Objective 1 –
Translate into Spanish the following sentence from the boxing history text: "The big-name promoters destroyed a sport with dwindling human resources and filled their bank accounts."
Objective 2 –
Output, without alteration, everything in the boxing history text from "By 1997 500" down to "bouts being competitive.".

Text shown –
++++++++

Now boxing was just available some of the time for some of the fans.
The Pay-per-view Era aka The Death of Boxing (1988-present)
By 1997 500 million a year was being spent on pay-per-view boxing events. Boxing was now just about the marketability of big names, and perfect records were paramount. Thanks to the deterioration of Olympic Style amateur boxing as a sport [with zero-clinch tolerance—see Chapter 3 Sidebar—and no points awarded for knockdowns], the rarity of fights between the top men in a given weight class, and the infrequency of fights in general, boxers were relatively less skilled and less exciting than ever in the pro ranks. This period can rightly be seen as the time when boxing matches were largely decided by the matchmaker, with almost no pro bouts and less than half of title bouts being competitive.
The big-name promoters destroyed a sport with dwindling human resources and filled their bank accounts. A sport that began with eight weight classes in the Old Time Era now had 17 weight classes. The sport which once had eight champions now has 153! All of this subdivision of talent came to a crescendo in the 1980s and 90s at the same time that the talent pool had dwindled to a trickle. As of now, the USA, which traditionally supplied most boxers, typically only has one Top 10 heavyweight—and the USA has the biggest people in the world!

++++++++

Provided information –
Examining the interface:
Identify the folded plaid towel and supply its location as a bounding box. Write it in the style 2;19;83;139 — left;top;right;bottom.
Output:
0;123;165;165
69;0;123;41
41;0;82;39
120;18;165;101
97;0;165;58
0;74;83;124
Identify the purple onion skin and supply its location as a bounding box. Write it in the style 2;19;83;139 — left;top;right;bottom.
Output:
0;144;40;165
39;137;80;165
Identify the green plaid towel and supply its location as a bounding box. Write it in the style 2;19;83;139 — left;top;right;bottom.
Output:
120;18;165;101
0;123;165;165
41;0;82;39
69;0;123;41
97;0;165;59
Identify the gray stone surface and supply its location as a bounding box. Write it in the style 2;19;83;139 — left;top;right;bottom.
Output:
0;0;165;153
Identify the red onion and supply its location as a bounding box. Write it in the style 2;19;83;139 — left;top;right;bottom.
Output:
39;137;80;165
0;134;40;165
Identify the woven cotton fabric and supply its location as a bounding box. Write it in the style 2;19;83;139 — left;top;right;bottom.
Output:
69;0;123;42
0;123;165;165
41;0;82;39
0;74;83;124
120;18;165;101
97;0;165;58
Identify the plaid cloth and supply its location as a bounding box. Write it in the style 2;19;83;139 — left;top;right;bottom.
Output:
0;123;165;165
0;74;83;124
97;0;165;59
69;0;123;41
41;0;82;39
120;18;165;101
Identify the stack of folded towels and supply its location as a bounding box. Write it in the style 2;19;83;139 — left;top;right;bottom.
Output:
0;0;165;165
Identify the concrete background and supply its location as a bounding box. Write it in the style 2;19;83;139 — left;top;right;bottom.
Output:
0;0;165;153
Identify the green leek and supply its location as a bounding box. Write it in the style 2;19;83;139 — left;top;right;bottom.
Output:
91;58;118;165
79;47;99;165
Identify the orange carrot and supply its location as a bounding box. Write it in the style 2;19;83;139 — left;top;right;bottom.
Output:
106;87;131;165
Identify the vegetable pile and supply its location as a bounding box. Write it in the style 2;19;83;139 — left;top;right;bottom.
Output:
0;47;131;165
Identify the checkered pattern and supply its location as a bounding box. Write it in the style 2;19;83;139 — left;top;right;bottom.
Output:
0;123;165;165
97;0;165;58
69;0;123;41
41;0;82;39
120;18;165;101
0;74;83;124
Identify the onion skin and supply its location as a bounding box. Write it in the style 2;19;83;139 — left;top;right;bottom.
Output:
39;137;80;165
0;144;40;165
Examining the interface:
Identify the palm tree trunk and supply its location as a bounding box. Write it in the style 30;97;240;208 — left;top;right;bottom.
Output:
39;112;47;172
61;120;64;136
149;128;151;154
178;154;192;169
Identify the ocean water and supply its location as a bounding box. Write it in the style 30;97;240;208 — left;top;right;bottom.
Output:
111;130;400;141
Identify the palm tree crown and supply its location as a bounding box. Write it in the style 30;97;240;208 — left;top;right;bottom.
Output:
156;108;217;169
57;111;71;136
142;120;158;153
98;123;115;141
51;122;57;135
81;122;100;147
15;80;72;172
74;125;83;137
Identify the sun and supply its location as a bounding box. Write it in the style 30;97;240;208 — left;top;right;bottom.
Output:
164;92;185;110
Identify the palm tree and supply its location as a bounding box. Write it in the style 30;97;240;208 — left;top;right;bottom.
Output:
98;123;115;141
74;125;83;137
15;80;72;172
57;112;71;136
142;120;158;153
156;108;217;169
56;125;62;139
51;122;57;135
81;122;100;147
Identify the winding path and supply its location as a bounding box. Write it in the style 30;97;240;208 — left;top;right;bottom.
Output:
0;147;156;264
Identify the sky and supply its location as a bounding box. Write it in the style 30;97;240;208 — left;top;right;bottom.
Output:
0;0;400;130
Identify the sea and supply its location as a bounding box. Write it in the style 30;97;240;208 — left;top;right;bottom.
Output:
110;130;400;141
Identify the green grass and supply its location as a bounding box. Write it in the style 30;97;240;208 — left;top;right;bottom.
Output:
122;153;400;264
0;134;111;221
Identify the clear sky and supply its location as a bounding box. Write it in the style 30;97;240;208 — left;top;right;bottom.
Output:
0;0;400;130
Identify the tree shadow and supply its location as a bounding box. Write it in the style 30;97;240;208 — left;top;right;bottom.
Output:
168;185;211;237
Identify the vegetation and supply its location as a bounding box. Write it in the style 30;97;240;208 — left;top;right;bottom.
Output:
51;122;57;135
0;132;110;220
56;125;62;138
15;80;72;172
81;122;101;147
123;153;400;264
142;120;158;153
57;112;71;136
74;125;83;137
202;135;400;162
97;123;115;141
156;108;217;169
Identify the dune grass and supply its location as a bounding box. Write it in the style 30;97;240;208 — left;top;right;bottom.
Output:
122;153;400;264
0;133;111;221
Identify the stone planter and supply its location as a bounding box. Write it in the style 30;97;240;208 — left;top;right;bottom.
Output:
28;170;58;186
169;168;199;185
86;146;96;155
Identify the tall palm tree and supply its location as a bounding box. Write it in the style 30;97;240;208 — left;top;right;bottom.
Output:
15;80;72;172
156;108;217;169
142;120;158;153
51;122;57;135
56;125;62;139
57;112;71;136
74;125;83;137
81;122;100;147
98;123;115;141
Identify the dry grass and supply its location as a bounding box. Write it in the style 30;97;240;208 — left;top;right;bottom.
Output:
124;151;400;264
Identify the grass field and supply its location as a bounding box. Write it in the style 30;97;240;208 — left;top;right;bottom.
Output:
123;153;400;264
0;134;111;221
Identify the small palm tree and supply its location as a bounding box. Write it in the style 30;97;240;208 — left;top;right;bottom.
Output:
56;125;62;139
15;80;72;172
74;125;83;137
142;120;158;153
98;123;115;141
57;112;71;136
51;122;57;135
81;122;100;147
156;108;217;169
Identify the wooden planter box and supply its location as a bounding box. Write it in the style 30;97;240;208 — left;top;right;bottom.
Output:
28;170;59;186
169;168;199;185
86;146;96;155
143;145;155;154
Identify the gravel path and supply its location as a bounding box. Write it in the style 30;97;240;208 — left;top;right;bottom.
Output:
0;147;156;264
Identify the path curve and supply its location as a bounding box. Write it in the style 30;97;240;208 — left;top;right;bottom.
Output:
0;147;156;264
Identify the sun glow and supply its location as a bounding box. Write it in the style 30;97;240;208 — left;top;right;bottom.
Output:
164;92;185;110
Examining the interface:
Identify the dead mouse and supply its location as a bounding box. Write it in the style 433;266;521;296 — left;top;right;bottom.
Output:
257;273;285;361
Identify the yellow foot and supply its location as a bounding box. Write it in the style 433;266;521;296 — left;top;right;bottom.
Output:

++++++++

Worked answer 1 –
Los grandes promotores destruyeron un deporte con recursos humanos cada vez más escasos y llenaron sus cuentas bancarias.

Worked answer 2 –
By 1997 500 million a year was being spent on pay-per-view boxing events. Boxing was now just about the marketability of big names, and perfect records were paramount. Thanks to the deterioration of Olympic Style amateur boxing as a sport [with zero-clinch tolerance—see Chapter 3 Sidebar—and no points awarded for knockdowns], the rarity of fights between the top men in a given weight class, and the infrequency of fights in general, boxers were relatively less skilled and less exciting than ever in the pro ranks. This period can rightly be seen as the time when boxing matches were largely decided by the matchmaker, with almost no pro bouts and less than half of title bouts being competitive.